= Brief =
Your task is to return the span of lines beginning at the one with "Target: wood grain" and ending at the last line of the data, exactly as it stands.
▽
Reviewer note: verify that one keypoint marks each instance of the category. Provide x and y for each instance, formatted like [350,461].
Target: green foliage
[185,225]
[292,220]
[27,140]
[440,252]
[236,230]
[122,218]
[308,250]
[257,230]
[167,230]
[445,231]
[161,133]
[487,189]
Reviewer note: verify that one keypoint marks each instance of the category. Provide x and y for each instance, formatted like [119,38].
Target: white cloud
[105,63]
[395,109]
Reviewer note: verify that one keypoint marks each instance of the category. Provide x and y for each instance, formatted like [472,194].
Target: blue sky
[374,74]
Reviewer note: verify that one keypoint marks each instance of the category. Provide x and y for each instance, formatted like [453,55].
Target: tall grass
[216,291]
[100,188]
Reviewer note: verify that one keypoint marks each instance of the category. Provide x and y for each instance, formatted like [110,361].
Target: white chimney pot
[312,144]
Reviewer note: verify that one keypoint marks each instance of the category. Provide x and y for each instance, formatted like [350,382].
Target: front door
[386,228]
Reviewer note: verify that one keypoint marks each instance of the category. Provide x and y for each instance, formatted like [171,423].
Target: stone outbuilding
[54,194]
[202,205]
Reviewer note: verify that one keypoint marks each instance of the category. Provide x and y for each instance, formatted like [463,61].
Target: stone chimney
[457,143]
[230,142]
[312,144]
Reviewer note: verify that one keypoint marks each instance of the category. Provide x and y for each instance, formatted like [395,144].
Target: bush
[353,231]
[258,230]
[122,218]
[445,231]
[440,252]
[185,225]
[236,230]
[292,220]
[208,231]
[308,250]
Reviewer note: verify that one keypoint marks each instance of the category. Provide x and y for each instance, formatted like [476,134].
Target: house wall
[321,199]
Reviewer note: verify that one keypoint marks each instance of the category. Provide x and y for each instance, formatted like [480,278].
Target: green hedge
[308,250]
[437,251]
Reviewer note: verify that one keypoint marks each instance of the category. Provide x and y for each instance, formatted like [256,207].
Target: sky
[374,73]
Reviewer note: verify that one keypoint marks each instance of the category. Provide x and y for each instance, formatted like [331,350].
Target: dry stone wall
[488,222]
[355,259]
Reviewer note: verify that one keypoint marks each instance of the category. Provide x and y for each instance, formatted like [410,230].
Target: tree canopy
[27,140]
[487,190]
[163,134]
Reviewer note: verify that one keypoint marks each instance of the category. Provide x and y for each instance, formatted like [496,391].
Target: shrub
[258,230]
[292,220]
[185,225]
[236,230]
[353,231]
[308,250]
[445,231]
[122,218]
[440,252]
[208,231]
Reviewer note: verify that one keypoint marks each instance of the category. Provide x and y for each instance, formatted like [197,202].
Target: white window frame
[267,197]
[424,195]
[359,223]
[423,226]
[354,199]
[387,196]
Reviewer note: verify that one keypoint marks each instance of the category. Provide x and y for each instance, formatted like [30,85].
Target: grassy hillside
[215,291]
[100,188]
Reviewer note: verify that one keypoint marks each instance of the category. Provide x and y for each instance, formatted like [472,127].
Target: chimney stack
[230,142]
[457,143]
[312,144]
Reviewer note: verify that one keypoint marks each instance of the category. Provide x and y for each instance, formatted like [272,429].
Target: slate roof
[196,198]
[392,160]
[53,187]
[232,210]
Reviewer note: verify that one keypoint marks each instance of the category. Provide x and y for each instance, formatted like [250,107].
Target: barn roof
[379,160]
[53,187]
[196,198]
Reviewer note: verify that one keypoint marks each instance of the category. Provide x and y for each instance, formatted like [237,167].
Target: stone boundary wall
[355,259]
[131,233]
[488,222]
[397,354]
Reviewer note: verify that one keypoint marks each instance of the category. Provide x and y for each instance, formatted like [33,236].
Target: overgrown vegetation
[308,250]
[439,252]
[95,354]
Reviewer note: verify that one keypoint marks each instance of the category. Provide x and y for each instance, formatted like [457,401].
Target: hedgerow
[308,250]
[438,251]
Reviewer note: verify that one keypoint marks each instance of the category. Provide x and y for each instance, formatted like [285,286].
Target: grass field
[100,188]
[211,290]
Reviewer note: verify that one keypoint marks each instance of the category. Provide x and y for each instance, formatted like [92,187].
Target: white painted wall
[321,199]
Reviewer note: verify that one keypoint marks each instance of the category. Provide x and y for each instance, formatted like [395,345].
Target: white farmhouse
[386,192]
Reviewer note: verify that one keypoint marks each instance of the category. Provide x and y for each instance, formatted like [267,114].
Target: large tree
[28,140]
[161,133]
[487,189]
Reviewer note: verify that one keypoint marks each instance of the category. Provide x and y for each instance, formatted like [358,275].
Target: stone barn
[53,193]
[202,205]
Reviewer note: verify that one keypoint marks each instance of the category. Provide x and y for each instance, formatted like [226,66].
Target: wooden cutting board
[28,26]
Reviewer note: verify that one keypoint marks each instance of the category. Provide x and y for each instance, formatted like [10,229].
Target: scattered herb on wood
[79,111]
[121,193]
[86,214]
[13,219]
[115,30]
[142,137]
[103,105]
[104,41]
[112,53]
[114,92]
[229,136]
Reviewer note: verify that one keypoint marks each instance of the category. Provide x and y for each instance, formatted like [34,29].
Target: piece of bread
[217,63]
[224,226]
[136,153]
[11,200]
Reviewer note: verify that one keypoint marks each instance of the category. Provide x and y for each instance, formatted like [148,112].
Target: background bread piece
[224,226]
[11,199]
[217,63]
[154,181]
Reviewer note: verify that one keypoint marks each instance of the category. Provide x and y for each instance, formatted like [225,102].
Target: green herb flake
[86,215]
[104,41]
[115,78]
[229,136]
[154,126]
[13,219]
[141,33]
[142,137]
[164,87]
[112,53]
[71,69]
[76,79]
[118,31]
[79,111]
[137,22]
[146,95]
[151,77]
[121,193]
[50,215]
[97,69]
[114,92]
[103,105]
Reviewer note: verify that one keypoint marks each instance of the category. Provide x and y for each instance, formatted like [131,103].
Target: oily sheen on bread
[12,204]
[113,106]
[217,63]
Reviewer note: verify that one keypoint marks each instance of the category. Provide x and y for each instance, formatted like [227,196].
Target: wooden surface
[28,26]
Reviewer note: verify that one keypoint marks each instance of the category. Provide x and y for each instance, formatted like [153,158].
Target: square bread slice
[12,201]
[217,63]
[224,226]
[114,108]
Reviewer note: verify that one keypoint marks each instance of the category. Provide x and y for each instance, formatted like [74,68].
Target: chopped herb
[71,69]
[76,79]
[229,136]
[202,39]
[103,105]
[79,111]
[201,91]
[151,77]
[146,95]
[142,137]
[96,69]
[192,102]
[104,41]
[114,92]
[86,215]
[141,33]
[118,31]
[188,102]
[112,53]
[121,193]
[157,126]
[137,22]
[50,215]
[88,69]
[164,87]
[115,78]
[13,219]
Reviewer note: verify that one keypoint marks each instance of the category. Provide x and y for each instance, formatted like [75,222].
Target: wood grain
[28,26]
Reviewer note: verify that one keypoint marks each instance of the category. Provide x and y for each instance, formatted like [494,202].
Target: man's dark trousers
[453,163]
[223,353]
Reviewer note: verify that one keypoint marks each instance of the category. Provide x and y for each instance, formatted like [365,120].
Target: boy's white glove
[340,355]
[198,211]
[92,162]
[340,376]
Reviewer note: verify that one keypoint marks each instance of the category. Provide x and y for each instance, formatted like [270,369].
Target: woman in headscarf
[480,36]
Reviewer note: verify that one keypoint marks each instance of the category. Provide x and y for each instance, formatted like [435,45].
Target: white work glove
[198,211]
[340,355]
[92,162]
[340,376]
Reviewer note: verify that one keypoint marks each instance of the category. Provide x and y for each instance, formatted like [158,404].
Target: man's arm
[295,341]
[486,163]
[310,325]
△
= Solution to the exercise =
Target: wood grain
[28,26]
Reviewer note: verify that one keypoint marks each instance of the category. Provide x and y for each instance, formatted like [494,202].
Target: man's dark trousers
[453,163]
[223,353]
Reviewer note: verify that one keypoint marks each instance of the category. Provide x and y for each instance, formatted like [365,120].
Target: boy's white glove
[340,355]
[198,211]
[92,162]
[340,376]
Reviewer note: verify that one keypoint marks each instance of the category. Provide x and y for each instance, formatted like [270,369].
Target: woman in headscarf
[480,36]
Reviewer note: verify that one keypoint marks each instance of the category. Provide x and y for each instance, formatted like [435,45].
Target: white work glove
[198,211]
[340,355]
[92,162]
[340,376]
Reviewer note: verify that one keypoint marks each instance of the category. Provide x and y for each instance, formatted like [158,404].
Target: man's arm
[295,341]
[486,163]
[310,325]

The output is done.